(Text for analysis begins)

Gabriel Vásquez (1549 or 1551 – 23 September 1604), known as Bellomontanus, was a Spanish theologian, Jesuit priest, and scholastic philosopher. Vásquez was the foremost academic rival of his fellow Jesuit Francisco Suárez, whose philosophical views he often and openly criticized. Suárez's treatment of the jus gentium, like his treatment of natural law, was partly directed at combatting the arguments of Vásquez.

Vásquez established a School, and the disputes between his disciples and those of the Dominican John of St. Thomas concerning the Divine knowledge and the Divine idea were famous at the time. Luis de Torres and Diego de Alarcón were the most notable disciples of the School, and, although it was short-lived, modern theologians frequently quote him.

== Life and career ==

=== Youth and studies in Alcalá ===
Gabriel Vásquez was born in the Spanish town of Villaescusa de Haro, part of the larger town of Belmonte, which latter some historians give as his birth place. The exact date of his birth is doubtful; some give it as 1549, others as 1551, the former being the more generally accepted.

(Text for analysis ends)

- [Tasks and exercises]:
[a] Answer these questions from the text on Gabriel Vásquez:
(i) By what name was Vásquez also known?
(ii) Who were the most notable disciples of his School?
(iii) In which town was he born?
[b] Transcribe the text on Gabriel Vásquez from "Vásquez established a" up to and including "frequently quote him.".

(Data for analysis begins)

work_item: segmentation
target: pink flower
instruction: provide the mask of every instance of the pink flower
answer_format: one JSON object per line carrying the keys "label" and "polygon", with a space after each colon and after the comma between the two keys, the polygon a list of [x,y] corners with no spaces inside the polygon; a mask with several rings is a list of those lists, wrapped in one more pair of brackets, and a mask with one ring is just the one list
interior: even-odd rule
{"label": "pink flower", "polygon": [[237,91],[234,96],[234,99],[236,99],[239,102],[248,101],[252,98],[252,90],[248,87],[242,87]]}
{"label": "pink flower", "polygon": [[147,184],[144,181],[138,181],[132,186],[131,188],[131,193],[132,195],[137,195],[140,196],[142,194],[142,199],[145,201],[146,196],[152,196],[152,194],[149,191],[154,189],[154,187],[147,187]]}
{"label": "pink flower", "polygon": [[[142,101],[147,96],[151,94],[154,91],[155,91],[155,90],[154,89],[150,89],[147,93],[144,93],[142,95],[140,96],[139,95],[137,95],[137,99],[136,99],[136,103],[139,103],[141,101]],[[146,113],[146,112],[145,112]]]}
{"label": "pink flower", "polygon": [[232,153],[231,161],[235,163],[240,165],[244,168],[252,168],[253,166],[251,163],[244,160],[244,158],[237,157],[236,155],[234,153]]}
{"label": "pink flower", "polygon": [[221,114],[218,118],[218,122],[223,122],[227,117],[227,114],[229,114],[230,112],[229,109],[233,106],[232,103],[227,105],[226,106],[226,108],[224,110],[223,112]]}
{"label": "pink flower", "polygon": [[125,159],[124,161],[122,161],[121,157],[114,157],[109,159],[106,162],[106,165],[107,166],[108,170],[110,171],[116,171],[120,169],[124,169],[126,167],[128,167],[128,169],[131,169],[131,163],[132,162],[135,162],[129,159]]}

(Data for analysis ends)

- [Completed exercise]:
[a]
(i) Bellomontanus
(ii) Luis de Torres and Diego de Alarcón
(iii) Villaescusa de Haro

[b]
Vásquez established a School, and the disputes between his disciples and those of the Dominican John of St. Thomas concerning the Divine knowledge and the Divine idea were famous at the time. Luis de Torres and Diego de Alarcón were the most notable disciples of the School, and, although it was short-lived, modern theologians frequently quote him.